(Task description): Your task is to repeat the records exactly from the line containing "[tag] ocean: a pin per instance" onward, through the final line.

(Data for processing):
--

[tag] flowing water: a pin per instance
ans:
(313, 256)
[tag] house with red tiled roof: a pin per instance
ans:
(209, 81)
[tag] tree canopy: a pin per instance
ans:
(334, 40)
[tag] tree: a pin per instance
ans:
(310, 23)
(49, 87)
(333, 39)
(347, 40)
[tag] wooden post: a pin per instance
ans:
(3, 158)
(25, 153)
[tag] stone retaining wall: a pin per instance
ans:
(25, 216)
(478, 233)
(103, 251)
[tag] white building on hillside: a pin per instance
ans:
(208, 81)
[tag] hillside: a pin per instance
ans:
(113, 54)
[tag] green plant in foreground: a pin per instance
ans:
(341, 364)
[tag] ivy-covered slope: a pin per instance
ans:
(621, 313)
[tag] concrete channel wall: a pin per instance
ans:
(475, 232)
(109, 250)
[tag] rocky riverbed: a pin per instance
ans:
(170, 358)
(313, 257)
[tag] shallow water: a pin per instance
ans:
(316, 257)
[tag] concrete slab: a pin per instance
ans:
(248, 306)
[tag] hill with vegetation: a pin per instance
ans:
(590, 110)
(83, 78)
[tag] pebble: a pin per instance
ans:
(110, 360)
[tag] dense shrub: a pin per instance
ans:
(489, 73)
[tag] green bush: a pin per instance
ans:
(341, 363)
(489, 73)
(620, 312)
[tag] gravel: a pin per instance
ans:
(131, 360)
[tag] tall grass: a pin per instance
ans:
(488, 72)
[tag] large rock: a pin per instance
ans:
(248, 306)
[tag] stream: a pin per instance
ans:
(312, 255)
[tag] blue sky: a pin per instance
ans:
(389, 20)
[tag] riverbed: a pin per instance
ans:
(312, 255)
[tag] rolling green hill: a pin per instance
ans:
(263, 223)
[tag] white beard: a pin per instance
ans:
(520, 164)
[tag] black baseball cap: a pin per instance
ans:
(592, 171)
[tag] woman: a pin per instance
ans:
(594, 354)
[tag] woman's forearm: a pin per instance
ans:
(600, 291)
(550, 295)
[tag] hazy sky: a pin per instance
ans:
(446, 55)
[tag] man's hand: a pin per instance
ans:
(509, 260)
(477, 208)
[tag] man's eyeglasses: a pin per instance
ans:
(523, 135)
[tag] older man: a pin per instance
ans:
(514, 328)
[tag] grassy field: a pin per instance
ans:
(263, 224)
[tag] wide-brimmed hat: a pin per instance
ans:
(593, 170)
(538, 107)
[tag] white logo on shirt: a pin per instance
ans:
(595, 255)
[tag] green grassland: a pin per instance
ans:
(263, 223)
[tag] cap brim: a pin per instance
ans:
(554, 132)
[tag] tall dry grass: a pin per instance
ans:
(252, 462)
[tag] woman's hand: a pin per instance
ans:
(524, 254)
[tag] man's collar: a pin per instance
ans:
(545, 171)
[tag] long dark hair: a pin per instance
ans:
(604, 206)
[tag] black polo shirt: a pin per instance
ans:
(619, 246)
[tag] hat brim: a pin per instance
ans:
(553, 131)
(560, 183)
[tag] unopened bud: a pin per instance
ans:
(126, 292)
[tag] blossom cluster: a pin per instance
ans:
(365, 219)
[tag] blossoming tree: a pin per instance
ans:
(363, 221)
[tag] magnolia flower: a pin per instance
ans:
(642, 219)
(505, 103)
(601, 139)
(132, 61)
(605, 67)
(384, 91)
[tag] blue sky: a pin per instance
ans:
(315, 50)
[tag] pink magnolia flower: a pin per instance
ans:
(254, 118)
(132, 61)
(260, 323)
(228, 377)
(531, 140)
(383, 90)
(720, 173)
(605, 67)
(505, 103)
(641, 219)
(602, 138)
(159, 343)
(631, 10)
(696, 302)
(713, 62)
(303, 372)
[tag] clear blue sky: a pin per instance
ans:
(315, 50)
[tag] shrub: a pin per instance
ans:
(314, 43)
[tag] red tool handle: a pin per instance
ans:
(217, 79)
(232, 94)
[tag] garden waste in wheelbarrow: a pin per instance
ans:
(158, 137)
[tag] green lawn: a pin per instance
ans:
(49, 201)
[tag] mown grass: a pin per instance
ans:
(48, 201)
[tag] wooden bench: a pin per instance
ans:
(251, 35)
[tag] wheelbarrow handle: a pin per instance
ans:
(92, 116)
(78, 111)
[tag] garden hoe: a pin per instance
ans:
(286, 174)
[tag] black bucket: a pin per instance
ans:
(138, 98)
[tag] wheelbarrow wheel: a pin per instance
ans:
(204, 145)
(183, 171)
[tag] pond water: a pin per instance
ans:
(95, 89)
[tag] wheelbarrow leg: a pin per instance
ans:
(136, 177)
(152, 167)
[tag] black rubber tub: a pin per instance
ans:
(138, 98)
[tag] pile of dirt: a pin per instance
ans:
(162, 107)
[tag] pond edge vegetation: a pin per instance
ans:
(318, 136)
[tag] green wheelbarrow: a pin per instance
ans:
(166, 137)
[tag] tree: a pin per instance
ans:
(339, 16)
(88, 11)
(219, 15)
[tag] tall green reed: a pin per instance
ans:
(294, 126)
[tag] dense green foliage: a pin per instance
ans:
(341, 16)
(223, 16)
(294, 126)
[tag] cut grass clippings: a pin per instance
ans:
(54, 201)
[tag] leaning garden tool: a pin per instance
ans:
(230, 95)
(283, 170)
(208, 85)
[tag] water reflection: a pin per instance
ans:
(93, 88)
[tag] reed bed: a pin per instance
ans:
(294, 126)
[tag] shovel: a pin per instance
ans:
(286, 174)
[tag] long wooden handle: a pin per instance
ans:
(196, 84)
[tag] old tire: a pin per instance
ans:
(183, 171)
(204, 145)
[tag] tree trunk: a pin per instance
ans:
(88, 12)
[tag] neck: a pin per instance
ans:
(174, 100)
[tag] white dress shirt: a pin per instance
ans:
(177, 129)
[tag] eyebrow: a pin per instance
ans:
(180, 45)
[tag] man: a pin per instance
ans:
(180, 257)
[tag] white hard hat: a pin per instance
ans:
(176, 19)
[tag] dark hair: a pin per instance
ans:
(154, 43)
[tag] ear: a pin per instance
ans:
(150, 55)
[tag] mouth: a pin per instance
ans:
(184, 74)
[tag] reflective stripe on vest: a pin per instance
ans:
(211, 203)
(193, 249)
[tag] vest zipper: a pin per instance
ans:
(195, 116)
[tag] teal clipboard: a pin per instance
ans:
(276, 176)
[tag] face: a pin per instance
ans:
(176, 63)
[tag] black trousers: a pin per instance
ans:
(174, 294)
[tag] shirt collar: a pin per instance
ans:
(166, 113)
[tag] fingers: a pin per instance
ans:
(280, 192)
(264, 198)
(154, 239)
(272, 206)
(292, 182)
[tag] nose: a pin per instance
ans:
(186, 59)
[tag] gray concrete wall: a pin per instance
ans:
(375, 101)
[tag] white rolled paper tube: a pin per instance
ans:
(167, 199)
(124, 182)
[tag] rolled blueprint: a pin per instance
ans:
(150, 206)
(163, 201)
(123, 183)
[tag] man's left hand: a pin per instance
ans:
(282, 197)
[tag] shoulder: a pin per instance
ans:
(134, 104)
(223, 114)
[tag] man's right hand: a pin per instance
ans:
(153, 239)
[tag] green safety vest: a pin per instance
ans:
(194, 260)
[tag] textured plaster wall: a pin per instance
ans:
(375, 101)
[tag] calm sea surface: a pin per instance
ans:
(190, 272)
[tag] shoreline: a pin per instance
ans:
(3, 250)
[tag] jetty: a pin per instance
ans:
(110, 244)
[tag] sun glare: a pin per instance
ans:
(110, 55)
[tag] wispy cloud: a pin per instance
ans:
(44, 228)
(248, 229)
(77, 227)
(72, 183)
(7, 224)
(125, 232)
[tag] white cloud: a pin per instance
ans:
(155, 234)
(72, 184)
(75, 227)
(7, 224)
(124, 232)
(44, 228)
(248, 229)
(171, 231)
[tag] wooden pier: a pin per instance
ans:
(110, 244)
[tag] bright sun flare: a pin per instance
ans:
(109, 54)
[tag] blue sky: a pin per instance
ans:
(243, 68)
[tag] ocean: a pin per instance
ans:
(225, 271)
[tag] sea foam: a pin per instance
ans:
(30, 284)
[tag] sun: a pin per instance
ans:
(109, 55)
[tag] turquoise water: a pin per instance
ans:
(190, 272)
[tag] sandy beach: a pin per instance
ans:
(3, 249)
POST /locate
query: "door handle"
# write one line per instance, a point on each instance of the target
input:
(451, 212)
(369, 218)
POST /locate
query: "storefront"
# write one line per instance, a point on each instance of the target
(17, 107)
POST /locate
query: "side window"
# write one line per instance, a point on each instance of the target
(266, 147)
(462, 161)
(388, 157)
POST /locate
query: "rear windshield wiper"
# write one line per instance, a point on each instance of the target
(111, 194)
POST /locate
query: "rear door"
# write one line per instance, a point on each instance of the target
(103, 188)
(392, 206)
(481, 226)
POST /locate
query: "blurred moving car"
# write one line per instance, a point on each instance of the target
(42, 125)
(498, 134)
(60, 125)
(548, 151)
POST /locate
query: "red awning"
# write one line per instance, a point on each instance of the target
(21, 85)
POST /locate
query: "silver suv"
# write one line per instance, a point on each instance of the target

--

(Response for this exercise):
[tag] ocean: a pin per instance
ans:
(225, 271)
[tag] sea foam: a pin per instance
ans:
(30, 284)
[tag] sun: a pin per instance
ans:
(109, 55)
[tag] turquoise water: a pin per instance
ans:
(190, 272)
[tag] sandy beach: a pin per instance
ans:
(3, 249)
POST /locate
query: "door handle"
# write one line per instance, a point on each instance of the target
input:
(451, 212)
(369, 218)
POST /locate
query: "storefront"
# write one line per instance, a point on each instance of the target
(17, 107)
POST /locate
query: "side window"
# write one line per instance, a point on each instance of the target
(266, 147)
(462, 161)
(388, 157)
POST /locate
query: "rear windshield wiper"
# write one line per instance, a point on each instance of the target
(111, 194)
POST /locate
query: "rear door"
# write one line per instance, a point on each instance of the target
(103, 188)
(392, 206)
(481, 226)
POST /locate
query: "blurred moving car"
# write one line per instance, a point on each instance of the target
(42, 125)
(498, 134)
(60, 125)
(548, 151)
POST /locate
query: "red awning"
# write one line per instance, a point on each instance of the target
(21, 85)
POST /locate
query: "silver suv"
# write one line per instance, a point on each instance of the target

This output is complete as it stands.